### Assigned task
Look through the records, and wherever the string "mossy" turns up, copy out that line.

### Entries shown
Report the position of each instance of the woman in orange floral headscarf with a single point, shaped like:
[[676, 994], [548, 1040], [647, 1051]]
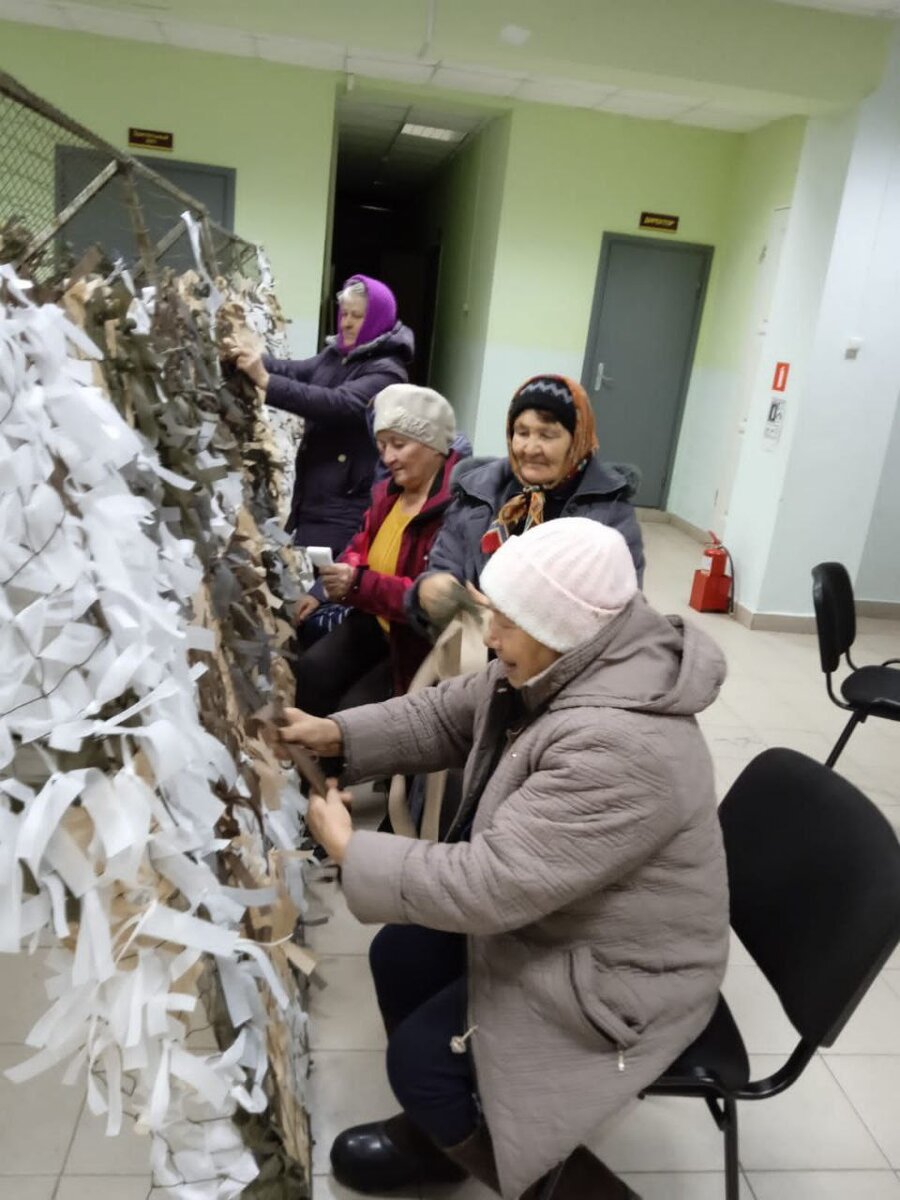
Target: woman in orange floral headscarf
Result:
[[552, 471]]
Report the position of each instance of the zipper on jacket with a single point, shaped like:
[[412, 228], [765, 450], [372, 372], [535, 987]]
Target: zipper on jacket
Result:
[[457, 1042]]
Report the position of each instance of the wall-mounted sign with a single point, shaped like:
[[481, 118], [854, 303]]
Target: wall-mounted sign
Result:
[[663, 221], [779, 381], [151, 139]]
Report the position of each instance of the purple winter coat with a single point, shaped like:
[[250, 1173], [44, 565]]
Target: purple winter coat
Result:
[[336, 457]]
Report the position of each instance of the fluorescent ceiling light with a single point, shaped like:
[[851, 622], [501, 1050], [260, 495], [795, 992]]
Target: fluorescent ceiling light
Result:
[[515, 35], [432, 132]]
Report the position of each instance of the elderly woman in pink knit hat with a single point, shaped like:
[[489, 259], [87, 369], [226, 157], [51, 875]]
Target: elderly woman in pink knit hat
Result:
[[557, 953]]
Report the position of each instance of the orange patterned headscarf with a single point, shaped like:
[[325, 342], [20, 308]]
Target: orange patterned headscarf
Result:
[[567, 402]]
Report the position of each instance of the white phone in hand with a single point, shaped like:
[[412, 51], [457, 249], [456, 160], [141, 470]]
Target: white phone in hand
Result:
[[319, 556]]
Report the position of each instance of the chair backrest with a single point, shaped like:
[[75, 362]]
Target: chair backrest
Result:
[[814, 870], [835, 612]]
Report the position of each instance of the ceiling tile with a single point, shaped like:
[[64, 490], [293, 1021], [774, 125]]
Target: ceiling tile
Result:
[[463, 123], [465, 78], [401, 70], [114, 24], [209, 37], [322, 55], [647, 103], [855, 7], [712, 117], [34, 12]]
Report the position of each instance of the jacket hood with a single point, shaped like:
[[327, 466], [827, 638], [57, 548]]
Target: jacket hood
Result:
[[397, 342], [486, 479], [642, 661]]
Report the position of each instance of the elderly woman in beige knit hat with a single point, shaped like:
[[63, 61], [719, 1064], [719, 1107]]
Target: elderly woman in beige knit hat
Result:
[[375, 652], [555, 955]]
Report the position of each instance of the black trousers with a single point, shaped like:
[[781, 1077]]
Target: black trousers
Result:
[[420, 982], [347, 667]]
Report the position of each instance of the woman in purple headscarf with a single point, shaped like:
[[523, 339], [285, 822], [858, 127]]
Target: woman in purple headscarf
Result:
[[334, 391]]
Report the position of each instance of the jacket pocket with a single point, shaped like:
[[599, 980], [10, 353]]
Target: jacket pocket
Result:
[[586, 978]]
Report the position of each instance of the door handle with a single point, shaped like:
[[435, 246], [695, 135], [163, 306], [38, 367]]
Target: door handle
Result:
[[600, 378]]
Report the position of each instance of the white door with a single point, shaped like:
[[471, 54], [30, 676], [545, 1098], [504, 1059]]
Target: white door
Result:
[[751, 361]]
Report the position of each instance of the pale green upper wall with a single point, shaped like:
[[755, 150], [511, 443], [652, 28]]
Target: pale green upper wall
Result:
[[273, 124], [574, 175], [765, 180], [465, 211]]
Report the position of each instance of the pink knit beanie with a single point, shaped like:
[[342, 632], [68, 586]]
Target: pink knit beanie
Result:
[[562, 581]]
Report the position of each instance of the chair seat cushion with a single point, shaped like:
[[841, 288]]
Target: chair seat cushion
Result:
[[719, 1050], [876, 689]]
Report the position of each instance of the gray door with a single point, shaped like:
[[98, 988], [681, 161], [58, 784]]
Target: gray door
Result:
[[105, 219], [643, 329]]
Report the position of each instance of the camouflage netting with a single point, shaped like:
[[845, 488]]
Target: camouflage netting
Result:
[[148, 834]]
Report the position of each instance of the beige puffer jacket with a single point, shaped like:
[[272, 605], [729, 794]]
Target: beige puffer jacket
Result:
[[593, 889]]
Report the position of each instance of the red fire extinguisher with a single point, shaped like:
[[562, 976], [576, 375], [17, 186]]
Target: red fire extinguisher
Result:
[[714, 589]]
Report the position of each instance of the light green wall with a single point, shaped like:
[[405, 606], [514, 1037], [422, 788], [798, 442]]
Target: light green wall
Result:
[[765, 178], [571, 177], [271, 123], [712, 47], [463, 210]]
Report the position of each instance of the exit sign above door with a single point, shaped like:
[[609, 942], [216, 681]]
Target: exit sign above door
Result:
[[661, 221]]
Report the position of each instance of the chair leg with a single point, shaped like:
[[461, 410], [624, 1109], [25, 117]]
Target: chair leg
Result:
[[550, 1183], [732, 1167], [844, 738]]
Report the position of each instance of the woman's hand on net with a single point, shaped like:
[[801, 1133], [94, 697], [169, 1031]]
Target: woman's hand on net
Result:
[[250, 361], [443, 597], [317, 733], [329, 820], [337, 580], [304, 609]]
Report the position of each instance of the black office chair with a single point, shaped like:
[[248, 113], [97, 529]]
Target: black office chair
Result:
[[868, 691], [814, 871]]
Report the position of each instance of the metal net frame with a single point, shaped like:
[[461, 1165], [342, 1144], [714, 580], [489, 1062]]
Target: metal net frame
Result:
[[35, 141]]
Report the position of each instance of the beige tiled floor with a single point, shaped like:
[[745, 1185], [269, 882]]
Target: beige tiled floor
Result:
[[834, 1137]]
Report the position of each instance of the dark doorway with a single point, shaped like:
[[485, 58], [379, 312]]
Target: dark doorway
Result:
[[105, 219], [389, 161], [643, 330], [390, 243]]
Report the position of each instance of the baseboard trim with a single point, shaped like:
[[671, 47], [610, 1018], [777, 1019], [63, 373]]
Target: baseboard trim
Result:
[[774, 622], [886, 610]]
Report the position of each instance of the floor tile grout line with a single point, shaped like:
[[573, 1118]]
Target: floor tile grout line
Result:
[[71, 1143], [850, 1101]]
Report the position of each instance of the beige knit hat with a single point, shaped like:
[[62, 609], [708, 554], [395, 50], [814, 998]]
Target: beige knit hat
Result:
[[562, 581], [418, 413]]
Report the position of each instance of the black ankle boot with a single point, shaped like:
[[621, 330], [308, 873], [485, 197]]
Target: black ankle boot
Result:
[[384, 1156]]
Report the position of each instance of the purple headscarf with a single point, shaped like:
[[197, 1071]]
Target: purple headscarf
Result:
[[381, 312]]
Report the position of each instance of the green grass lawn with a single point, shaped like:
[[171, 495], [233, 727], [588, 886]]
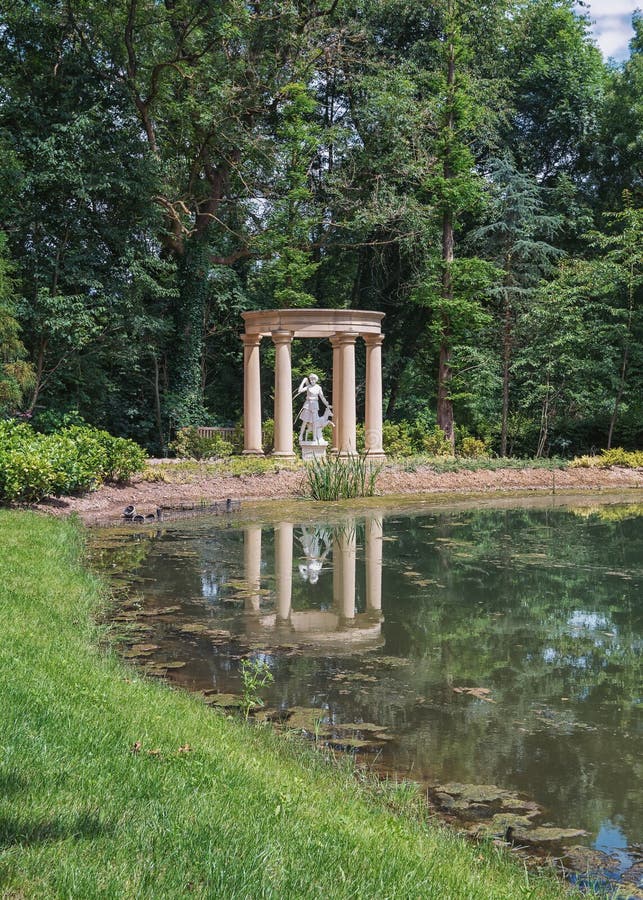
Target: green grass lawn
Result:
[[244, 813]]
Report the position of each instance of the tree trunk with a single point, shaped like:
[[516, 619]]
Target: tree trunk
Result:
[[624, 365], [186, 365], [507, 341], [445, 404]]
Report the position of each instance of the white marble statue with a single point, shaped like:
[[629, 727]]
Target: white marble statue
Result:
[[316, 547], [309, 413]]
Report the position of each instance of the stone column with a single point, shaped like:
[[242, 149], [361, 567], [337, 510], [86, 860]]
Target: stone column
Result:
[[283, 569], [374, 535], [337, 391], [283, 394], [347, 441], [373, 418], [252, 566], [252, 441], [348, 552]]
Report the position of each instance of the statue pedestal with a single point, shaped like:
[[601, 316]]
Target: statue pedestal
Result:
[[311, 450]]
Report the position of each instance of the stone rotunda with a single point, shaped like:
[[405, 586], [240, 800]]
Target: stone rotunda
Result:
[[342, 327]]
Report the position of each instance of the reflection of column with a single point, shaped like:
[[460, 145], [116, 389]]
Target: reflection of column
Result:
[[347, 421], [374, 533], [337, 390], [337, 571], [252, 565], [283, 568], [283, 394], [348, 553], [252, 443], [373, 423]]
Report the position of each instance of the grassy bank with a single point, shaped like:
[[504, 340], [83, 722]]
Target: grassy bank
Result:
[[240, 814]]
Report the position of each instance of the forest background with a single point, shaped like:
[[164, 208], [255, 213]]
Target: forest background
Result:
[[471, 169]]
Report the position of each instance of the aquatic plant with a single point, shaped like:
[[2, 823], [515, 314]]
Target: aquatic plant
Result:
[[255, 674], [335, 478]]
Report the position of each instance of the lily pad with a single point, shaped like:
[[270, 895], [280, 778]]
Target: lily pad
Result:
[[544, 835], [162, 611], [225, 701], [306, 718], [475, 793]]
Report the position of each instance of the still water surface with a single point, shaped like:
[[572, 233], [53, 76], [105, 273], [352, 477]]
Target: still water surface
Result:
[[495, 646]]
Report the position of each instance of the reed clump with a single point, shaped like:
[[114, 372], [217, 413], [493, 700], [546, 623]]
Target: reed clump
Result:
[[335, 478]]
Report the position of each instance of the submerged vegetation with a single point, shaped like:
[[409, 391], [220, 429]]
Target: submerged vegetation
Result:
[[117, 786]]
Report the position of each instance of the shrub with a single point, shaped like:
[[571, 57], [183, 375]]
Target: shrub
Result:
[[397, 439], [191, 445], [79, 458], [436, 443]]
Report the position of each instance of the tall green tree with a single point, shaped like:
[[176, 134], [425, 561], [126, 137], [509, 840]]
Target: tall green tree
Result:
[[16, 375]]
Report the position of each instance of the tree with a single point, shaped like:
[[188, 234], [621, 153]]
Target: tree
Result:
[[515, 238], [16, 375]]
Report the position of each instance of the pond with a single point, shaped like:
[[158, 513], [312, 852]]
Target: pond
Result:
[[475, 646]]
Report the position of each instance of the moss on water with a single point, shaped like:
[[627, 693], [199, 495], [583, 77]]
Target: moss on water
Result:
[[116, 786]]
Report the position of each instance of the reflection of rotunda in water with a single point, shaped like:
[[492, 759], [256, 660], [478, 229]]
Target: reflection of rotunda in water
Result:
[[318, 549]]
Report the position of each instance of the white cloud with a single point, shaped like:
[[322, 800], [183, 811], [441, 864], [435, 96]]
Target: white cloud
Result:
[[612, 24]]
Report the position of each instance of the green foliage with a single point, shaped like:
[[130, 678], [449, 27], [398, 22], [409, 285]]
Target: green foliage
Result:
[[334, 478], [632, 459], [189, 443], [16, 375], [76, 459], [255, 674], [409, 438], [473, 448]]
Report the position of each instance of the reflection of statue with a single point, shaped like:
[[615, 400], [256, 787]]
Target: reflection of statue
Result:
[[316, 547], [309, 413]]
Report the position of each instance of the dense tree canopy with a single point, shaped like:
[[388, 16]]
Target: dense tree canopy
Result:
[[471, 169]]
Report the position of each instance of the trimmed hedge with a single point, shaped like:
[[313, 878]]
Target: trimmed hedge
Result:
[[75, 459]]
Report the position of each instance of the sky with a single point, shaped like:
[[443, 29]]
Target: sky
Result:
[[613, 25]]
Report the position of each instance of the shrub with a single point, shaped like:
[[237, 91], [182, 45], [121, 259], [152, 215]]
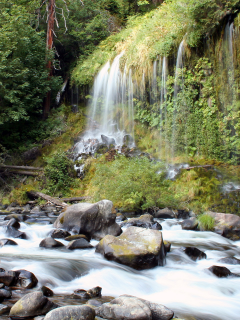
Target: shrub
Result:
[[130, 183], [59, 173], [206, 222]]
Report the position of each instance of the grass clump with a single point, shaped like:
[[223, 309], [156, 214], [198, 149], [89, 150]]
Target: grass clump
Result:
[[130, 183], [206, 222], [59, 173]]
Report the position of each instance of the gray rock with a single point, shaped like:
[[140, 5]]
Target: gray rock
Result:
[[8, 277], [50, 243], [47, 292], [79, 244], [59, 234], [26, 279], [7, 242], [195, 254], [226, 224], [189, 224], [31, 305], [165, 213], [220, 272], [132, 308], [71, 313], [95, 220], [5, 294], [4, 309], [144, 221], [136, 247], [228, 260]]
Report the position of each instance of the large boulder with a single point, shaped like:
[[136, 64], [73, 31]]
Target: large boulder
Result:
[[31, 305], [165, 213], [71, 313], [226, 224], [95, 220], [136, 247], [144, 221], [132, 308]]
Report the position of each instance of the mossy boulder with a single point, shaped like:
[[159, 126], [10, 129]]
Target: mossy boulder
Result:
[[94, 220], [136, 247], [226, 224]]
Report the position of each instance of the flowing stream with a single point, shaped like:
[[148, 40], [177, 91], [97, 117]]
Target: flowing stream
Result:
[[183, 285]]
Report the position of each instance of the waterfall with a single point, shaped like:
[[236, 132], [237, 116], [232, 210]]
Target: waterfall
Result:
[[111, 115], [163, 107], [178, 86]]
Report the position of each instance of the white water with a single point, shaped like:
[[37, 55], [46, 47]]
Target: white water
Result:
[[111, 109], [182, 285]]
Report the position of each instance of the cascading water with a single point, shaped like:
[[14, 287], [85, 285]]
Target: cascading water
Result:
[[178, 86], [111, 116]]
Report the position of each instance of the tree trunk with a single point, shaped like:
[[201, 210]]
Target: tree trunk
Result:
[[50, 32]]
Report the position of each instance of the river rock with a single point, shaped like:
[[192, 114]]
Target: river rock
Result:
[[132, 308], [226, 224], [220, 272], [77, 236], [79, 244], [228, 260], [7, 242], [165, 213], [5, 294], [189, 224], [95, 220], [25, 279], [59, 234], [47, 292], [4, 309], [136, 247], [50, 243], [31, 305], [195, 254], [8, 277], [144, 221], [71, 313]]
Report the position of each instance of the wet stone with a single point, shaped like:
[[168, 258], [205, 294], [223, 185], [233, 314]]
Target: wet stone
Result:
[[4, 309], [194, 253], [220, 272], [79, 244], [7, 242], [50, 243], [47, 292], [227, 260]]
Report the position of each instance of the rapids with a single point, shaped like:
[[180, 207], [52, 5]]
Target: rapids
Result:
[[183, 285]]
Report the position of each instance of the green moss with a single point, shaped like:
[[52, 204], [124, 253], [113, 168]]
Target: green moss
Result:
[[206, 222]]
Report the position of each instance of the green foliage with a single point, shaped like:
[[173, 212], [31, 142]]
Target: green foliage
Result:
[[60, 173], [130, 183], [23, 74], [206, 222]]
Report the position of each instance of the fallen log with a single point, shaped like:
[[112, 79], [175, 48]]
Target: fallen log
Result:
[[35, 194], [75, 199], [3, 167]]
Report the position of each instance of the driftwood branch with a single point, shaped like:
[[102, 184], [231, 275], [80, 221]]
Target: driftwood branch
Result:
[[35, 194]]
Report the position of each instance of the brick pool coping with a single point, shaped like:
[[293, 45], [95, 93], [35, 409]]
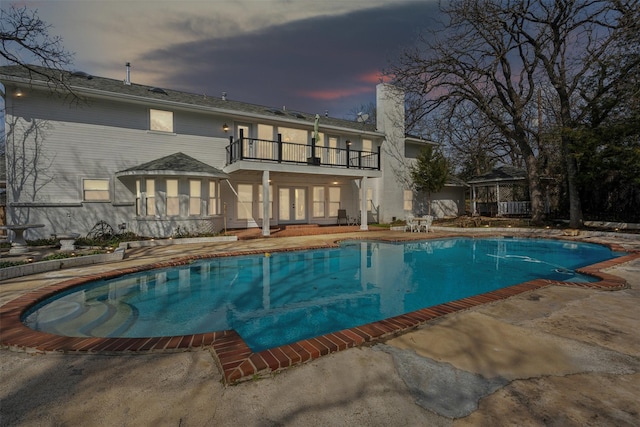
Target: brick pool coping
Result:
[[236, 361]]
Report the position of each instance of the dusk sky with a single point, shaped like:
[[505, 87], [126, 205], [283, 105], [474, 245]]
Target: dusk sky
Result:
[[309, 56]]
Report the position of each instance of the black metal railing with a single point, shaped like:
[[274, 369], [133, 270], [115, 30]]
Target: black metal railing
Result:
[[253, 149]]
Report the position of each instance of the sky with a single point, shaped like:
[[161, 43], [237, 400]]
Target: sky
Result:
[[306, 55]]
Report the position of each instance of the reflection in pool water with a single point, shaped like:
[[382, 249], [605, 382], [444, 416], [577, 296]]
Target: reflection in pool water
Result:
[[279, 298]]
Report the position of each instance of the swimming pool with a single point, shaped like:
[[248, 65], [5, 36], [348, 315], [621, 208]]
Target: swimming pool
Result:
[[279, 298]]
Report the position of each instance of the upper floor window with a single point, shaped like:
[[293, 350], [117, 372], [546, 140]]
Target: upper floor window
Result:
[[334, 201], [95, 190], [214, 198], [160, 120], [150, 197], [173, 199], [408, 200], [195, 196]]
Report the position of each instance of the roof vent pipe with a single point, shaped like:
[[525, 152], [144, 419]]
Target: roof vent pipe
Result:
[[127, 79]]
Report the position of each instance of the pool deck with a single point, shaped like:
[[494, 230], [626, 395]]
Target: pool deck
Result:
[[400, 345]]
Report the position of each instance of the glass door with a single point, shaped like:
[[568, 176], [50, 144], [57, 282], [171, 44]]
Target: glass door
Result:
[[292, 204]]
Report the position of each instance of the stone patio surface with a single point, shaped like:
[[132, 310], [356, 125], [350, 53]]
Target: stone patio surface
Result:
[[556, 356]]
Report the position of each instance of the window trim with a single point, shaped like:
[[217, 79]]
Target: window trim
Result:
[[100, 200], [162, 131]]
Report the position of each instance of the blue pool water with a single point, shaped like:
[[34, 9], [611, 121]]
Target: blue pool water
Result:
[[279, 298]]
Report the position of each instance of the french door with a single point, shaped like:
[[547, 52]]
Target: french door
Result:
[[293, 204]]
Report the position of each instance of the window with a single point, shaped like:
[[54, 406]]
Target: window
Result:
[[331, 150], [213, 198], [408, 200], [265, 148], [260, 202], [95, 190], [160, 120], [245, 201], [318, 202], [334, 201], [291, 139], [320, 151], [195, 196], [369, 198], [151, 197], [138, 198], [173, 201]]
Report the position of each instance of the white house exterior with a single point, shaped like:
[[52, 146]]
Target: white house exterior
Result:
[[156, 161]]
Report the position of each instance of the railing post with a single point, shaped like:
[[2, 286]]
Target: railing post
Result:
[[348, 154]]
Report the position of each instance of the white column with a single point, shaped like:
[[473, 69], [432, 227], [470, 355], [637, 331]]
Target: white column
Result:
[[265, 204], [363, 204]]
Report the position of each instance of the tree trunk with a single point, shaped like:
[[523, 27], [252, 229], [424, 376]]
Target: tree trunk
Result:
[[575, 206], [535, 191]]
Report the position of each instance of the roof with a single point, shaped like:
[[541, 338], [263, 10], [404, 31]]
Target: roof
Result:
[[454, 181], [503, 173], [174, 164], [83, 82]]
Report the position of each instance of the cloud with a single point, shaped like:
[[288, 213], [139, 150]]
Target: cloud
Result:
[[307, 55]]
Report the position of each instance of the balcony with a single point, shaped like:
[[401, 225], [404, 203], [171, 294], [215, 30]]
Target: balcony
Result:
[[260, 150]]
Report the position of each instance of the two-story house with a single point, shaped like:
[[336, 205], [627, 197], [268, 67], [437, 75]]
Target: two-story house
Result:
[[150, 160]]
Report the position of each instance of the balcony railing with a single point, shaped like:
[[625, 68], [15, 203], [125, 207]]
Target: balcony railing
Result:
[[253, 149]]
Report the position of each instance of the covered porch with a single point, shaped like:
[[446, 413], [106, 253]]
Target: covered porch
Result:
[[501, 192], [295, 195]]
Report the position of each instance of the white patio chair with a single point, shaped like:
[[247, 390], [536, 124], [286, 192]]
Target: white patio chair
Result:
[[424, 225], [412, 224]]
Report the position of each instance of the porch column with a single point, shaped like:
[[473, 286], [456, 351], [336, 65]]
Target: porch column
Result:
[[363, 204], [266, 221]]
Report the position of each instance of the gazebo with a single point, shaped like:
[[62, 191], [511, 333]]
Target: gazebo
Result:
[[501, 192]]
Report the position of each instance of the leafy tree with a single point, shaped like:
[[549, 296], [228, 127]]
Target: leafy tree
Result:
[[430, 172], [497, 57]]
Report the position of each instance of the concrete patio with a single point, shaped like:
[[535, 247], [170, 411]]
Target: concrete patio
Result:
[[554, 356]]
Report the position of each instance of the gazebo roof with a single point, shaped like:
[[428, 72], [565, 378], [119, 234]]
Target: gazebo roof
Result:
[[500, 174]]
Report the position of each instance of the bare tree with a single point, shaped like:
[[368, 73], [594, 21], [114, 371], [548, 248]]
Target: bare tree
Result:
[[497, 55], [25, 42]]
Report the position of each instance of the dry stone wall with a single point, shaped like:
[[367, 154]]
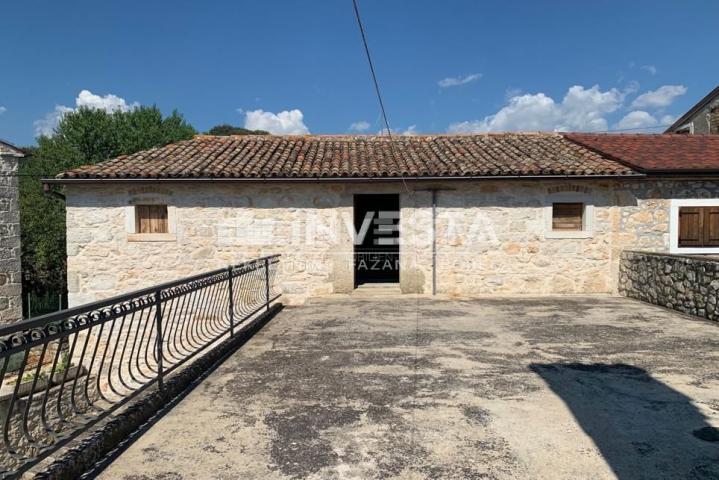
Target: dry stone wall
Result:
[[10, 280], [492, 237], [689, 284]]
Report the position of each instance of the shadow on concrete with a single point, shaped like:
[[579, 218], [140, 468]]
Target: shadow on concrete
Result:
[[643, 428]]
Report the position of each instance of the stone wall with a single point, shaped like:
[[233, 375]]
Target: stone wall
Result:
[[689, 284], [492, 236], [10, 281]]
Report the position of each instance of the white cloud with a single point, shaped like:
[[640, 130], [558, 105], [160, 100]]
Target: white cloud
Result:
[[47, 124], [109, 103], [581, 109], [361, 126], [456, 81], [650, 68], [637, 120], [659, 98], [288, 122]]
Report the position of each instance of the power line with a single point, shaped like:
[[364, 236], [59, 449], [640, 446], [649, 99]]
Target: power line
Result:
[[410, 193], [379, 95]]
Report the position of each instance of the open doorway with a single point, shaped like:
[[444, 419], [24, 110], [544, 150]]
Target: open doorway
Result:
[[376, 219]]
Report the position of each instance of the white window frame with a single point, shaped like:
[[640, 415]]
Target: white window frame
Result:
[[587, 230], [675, 204], [131, 225]]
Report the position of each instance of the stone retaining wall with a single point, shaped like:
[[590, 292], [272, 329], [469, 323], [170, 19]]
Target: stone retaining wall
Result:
[[10, 286], [689, 284]]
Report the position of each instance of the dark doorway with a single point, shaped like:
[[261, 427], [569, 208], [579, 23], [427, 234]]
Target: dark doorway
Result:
[[376, 219]]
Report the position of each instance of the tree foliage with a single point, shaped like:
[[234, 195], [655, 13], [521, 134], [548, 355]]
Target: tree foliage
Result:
[[82, 137], [225, 129]]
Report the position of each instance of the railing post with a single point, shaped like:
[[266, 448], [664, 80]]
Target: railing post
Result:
[[158, 320], [267, 283], [232, 305]]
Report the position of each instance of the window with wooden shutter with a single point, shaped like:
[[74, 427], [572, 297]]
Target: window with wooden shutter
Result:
[[151, 219], [698, 227], [567, 216]]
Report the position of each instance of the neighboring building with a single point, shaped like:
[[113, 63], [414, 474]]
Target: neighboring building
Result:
[[10, 274], [510, 214], [701, 118]]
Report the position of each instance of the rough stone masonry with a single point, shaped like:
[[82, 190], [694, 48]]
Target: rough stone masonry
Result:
[[10, 281], [684, 283]]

### Your solution
Report the position of each instance of the mossy boulder with a single point, shaped like:
Target: mossy boulder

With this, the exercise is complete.